### WHAT NEEDS TO BE DONE
Select every line in the rows below that contains the word "dark", and copy each one out. Case counts, so match the word only where its capitalization is identical.

(Pointing rows)
* * * * * * *

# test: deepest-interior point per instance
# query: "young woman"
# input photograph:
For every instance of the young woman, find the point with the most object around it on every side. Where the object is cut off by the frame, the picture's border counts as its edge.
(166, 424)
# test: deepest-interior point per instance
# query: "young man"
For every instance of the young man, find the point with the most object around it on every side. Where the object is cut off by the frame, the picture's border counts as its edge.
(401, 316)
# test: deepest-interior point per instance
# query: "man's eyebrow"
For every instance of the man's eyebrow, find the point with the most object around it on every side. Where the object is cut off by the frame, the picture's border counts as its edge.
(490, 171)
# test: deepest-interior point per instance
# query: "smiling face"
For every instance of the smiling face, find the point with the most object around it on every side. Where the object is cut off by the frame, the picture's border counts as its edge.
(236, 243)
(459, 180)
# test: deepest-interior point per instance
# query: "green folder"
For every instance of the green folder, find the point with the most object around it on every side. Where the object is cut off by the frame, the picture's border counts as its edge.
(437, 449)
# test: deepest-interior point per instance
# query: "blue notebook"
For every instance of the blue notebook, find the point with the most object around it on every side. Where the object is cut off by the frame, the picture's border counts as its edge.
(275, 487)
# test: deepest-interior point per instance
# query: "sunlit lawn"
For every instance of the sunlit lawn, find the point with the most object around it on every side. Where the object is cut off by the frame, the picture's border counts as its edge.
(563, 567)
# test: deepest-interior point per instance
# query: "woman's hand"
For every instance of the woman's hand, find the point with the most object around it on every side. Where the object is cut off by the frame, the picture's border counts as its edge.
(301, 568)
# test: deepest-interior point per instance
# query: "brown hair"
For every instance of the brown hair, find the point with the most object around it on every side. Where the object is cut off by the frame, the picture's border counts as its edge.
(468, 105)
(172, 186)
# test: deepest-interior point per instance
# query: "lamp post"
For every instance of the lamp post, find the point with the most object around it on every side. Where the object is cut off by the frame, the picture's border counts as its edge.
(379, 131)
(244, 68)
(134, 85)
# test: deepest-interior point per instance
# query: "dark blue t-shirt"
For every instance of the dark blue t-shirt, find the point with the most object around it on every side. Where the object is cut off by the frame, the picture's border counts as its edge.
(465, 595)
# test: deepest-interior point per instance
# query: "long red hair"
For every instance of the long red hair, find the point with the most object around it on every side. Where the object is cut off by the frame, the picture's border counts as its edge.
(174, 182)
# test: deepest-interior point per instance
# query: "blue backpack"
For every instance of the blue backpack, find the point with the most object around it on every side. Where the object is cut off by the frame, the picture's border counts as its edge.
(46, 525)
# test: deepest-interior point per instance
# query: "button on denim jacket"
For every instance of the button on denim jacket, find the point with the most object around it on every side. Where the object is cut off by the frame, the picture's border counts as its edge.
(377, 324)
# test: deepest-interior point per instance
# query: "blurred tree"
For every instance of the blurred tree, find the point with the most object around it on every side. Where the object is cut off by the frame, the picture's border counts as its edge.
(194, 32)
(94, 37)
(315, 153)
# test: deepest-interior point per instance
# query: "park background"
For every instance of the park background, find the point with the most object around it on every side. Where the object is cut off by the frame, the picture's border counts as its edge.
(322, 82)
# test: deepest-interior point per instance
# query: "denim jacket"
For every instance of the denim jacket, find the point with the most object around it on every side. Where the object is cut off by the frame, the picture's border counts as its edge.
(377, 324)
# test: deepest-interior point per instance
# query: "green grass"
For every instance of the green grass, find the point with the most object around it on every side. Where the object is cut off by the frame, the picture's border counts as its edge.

* * * * * * *

### RESULT OF THIS TASK
# query: "dark blue t-shirt"
For every instance of the dark blue t-shirt, find the point with the most object around it on every side. Where the object is cut off by the frame, the picture's border counts as its edge.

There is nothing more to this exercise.